* Work to be completed: Restate, word for word, every line of the data.

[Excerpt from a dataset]
=======

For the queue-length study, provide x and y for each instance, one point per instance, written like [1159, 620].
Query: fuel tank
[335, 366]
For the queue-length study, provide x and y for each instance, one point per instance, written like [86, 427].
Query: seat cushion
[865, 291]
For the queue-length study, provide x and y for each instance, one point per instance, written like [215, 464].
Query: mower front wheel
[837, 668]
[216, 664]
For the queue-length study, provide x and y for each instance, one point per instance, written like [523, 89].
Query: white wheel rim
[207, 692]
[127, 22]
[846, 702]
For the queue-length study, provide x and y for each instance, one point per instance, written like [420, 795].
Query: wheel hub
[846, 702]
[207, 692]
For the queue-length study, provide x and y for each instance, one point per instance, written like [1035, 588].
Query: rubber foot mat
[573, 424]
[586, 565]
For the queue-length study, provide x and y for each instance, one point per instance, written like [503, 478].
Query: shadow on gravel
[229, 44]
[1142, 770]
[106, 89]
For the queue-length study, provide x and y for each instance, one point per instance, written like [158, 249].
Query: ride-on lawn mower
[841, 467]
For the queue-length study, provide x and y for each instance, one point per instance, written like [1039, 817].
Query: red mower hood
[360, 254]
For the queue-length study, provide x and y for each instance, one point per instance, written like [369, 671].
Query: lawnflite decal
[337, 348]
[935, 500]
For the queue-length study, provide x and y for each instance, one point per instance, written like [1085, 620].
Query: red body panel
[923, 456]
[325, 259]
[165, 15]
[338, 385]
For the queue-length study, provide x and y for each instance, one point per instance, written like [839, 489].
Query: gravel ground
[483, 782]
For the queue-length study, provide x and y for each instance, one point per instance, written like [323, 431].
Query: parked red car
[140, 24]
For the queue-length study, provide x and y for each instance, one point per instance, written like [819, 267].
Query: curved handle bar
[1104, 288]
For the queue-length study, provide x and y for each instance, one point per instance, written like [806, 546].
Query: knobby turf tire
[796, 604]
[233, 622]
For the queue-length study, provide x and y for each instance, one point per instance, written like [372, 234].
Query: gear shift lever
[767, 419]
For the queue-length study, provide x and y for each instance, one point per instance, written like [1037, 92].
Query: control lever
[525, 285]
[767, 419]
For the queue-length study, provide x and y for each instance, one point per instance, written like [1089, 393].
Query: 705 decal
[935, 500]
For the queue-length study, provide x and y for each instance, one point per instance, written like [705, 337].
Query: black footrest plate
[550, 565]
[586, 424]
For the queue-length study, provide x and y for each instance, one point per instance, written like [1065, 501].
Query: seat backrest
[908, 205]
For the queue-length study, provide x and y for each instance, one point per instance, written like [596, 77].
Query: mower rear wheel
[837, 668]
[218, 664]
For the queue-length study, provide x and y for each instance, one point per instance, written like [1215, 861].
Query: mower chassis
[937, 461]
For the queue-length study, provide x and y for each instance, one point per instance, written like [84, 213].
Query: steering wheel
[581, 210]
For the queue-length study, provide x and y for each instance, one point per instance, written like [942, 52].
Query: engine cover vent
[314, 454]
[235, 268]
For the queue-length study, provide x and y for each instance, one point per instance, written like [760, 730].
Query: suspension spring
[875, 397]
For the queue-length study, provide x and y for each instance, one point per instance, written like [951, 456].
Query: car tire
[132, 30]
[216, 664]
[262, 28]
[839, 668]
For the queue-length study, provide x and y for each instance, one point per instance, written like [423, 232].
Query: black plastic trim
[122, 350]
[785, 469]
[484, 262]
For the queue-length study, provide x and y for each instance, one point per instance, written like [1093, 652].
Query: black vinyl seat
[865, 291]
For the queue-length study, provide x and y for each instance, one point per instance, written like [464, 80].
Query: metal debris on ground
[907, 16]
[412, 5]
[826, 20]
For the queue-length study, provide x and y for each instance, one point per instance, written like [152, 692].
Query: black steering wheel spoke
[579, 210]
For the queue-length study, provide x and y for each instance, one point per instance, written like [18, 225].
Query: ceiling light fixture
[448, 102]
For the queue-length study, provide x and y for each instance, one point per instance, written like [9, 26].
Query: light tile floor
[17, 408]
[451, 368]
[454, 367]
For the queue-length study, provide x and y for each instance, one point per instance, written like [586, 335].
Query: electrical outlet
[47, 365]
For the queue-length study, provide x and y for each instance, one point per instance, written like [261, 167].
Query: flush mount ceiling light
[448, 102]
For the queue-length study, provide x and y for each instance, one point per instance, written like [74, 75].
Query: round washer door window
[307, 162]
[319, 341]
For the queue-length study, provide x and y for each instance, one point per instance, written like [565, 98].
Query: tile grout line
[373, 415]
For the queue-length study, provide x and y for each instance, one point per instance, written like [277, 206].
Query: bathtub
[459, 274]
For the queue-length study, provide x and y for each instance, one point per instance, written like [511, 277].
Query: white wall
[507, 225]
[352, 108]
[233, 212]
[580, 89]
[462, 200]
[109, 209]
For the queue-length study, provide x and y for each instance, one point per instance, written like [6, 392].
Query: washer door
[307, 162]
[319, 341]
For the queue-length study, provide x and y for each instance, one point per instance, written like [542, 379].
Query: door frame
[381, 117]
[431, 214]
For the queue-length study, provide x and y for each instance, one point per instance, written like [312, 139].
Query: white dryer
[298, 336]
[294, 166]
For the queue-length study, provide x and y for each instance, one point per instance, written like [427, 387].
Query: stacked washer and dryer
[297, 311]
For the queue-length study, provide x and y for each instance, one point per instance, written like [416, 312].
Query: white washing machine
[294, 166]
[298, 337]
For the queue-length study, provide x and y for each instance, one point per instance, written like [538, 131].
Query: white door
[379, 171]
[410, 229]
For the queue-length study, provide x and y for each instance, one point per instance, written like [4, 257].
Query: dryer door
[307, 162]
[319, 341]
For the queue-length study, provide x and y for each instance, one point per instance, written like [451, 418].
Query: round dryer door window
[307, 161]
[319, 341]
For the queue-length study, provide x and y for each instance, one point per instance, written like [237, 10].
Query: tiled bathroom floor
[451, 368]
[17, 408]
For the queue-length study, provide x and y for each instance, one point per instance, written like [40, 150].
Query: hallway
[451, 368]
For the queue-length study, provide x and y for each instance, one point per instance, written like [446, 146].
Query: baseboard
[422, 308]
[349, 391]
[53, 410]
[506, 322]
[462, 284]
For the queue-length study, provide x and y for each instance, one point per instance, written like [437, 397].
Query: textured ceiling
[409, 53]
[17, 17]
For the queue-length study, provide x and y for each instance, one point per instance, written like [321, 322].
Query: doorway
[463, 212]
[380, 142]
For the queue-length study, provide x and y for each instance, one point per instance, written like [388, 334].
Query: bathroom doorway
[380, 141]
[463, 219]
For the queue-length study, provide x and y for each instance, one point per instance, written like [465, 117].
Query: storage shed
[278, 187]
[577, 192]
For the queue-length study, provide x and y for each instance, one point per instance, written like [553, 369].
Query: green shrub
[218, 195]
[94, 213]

=======

* Solved exercise:
For the queue-length study, provide x and y for each instance, one point per instance, written like [1159, 620].
Query: fuel tank
[335, 366]
For the queue-length study, provide x and y for each instance, one point per instance, written like [86, 427].
Query: seat cushion
[865, 291]
For the queue-length study, provide x and y for each instance, one point per instance, written like [215, 464].
Query: mower front wheel
[837, 668]
[216, 664]
For the queue-length study, provide x and y for each instance, one point per instance, written like [523, 89].
Query: white wheel rim
[207, 692]
[127, 22]
[846, 702]
For the queue-length study, provide x and y for each instance, one point per instance, written like [420, 795].
Query: wheel hub
[846, 702]
[207, 692]
For the queue-length study, provide x and y for each instance, one point per instance, written like [1035, 588].
Query: rubber foot mat
[573, 424]
[586, 565]
For the queue-length study, provide x and y for each instance, one point per instance, written like [503, 478].
Query: shadow on gravel
[229, 44]
[1142, 770]
[106, 89]
For the queue-length study, provide x and y for each instance, one point per instance, written like [158, 249].
Query: ride-on lawn mower
[841, 467]
For the queue-length study, provide x and y for each instance, one point per instance, written like [1039, 817].
Query: red mower hood
[360, 254]
For the queue-length study, provide x and y for each instance, one point per instance, written like [369, 671].
Query: lawnflite decal
[337, 348]
[935, 500]
For the queue-length study, provide x and y for each instance, one point per instance, written like [1085, 620].
Query: red body panel
[923, 456]
[325, 259]
[165, 15]
[338, 385]
For the queue-length study, provide x and y for each instance, one point per instance, written like [839, 489].
Query: gravel ground
[483, 782]
For the queue-length study, provide x and y for each instance, one point per instance, written like [323, 431].
Query: parked red car
[140, 24]
For the queue-length study, provide x and y for each instance, one point per instance, written like [819, 267].
Query: curved handle bar
[1104, 288]
For the queue-length study, provide x and y for each instance, one point per instance, written like [806, 546].
Query: knobby turf tire
[796, 604]
[233, 622]
For the queue-length study, provide x and y for each instance, one point per instance, written like [372, 234].
Query: gear shift lever
[767, 419]
For the queue-length study, provide x and y for each instance, one point per instance, written like [1037, 92].
Query: control lever
[525, 285]
[767, 419]
For the queue-length study, provide x and y for each instance, one point per instance, written like [1089, 393].
Query: 705 decal
[935, 500]
For the queue-length study, provide x and y for each instance, one point per instance, written like [705, 337].
Query: black footrest plate
[550, 565]
[586, 424]
For the queue-length study, provide x and y for each instance, one point per instance, written like [1065, 501].
Query: seat backrest
[908, 205]
For the queue-length study, provide x and y for each instance, one point per instance, written like [596, 77].
Query: mower rear wheel
[837, 668]
[218, 664]
For the queue-length study, provide x and y for each instance, one point per instance, written like [1215, 861].
Query: mower chassis
[937, 461]
For the queue-length study, provide x and y for each instance, one point per instance, written like [84, 213].
Query: steering wheel
[581, 210]
For the queue-length study, provide x and y for each instance, one point per instance, written like [942, 52].
Query: engine cover vent
[314, 454]
[235, 268]
For the queue-length study, provide x and y for each instance, one point per instance, written like [760, 730].
Query: suspension spring
[875, 397]
For the queue-length study, provide x and y for each instance, one point per instance, written like [951, 456].
Query: car tire
[132, 30]
[216, 664]
[262, 28]
[839, 668]
For the queue-length study, provide x and y for each instance, one point per instance, written like [423, 232].
Query: black plastic trim
[122, 350]
[785, 469]
[484, 262]
For the queue-length study, provide x and y for each instance, one point per instance, written like [1093, 652].
Query: black vinyl seat
[865, 291]
For the queue-length study, provide x and y for each instance, one point per instance, written like [464, 80].
Query: metal debris on ground
[907, 16]
[412, 5]
[826, 20]
For the queue-length study, provide x and y for each instance, one point per instance, written like [152, 692].
Query: black steering wheel spoke
[579, 210]
For the queue-length study, provide x and y for each instance, one point per instance, written like [18, 225].
Query: ceiling light fixture
[448, 102]
For the queue-length study, provide x and y for each instance, one point per instance, written like [9, 26].
Query: light tile floor
[17, 408]
[451, 368]
[454, 367]
For the queue-length study, provide x and y for each instance, one point per instance, written like [586, 335].
Query: electrical outlet
[47, 365]
For the queue-length study, provide x and y for each instance, one point per instance, written like [261, 167].
Query: flush mount ceiling light
[448, 102]
For the queue-length study, provide x and y for each instance, one point per instance, written like [74, 75].
Query: round washer door window
[307, 162]
[319, 341]
For the queue-length study, provide x and y for each instance, one point per instance, written like [565, 98].
Query: tile grout line
[373, 415]
For the queue-length study, provide x and y for each instance, one point per instance, written like [277, 206].
Query: bathtub
[459, 274]
For the queue-length study, provide x and y for each instance, one point per instance, written like [511, 277].
Query: white wall
[507, 225]
[352, 108]
[233, 212]
[580, 89]
[462, 200]
[109, 209]
For the queue-length study, provide x and y for each instance, one point per instance, written like [6, 392].
Query: washer door
[307, 162]
[319, 341]
For the queue-length study, provide x and y for each instance, one point per instance, written like [542, 379].
Query: door frame
[381, 117]
[431, 214]
For the queue-length study, provide x and y for each instance, one point per instance, written like [312, 139].
Query: white dryer
[298, 336]
[294, 166]
For the queue-length study, provide x and y for each instance, one point per instance, written like [427, 387].
Query: stacked washer and dryer
[297, 311]
For the queue-length study, provide x and y for each instance, one point per instance, written like [416, 312].
Query: white washing machine
[294, 166]
[298, 337]
For the queue-length study, provide x and y for each instance, one point per instance, written like [538, 131].
Query: white door
[379, 171]
[410, 229]
For the queue-length study, provide x and y for each instance, one point per instance, written like [4, 257].
Query: dryer door
[307, 162]
[319, 341]
For the queue-length study, provide x and y for each instance, one point per instance, written like [451, 418].
Query: round dryer door window
[307, 161]
[319, 341]
For the queue-length study, provide x and y for each instance, one point per instance, written like [237, 10].
Query: tiled bathroom floor
[451, 368]
[17, 408]
For the queue-length study, provide x and y for each instance, one point per instance, written like [40, 150].
Query: hallway
[451, 368]
For the queue-length study, provide x and y for each instance, one point per instance, written like [446, 146].
Query: baseboard
[422, 308]
[349, 391]
[53, 410]
[506, 322]
[462, 284]
For the queue-length study, provide x and y for each instance, one point per instance, written like [437, 397].
Query: textured ceiling
[409, 53]
[17, 17]
For the queue-length study, provide x and y for each instance, one point per instance, written like [321, 322].
Query: doorway
[463, 212]
[380, 142]
For the queue-length study, provide x and y for each instance, one point per instance, written like [388, 334].
Query: bathroom doorway
[380, 141]
[463, 219]
For the queue-length study, provide x and y for each instance, one point per instance, written like [465, 117].
Query: storage shed
[278, 187]
[577, 192]
For the queue-length study, provide x and y for each instance, one point per instance, written like [553, 369].
Query: green shrub
[218, 195]
[94, 213]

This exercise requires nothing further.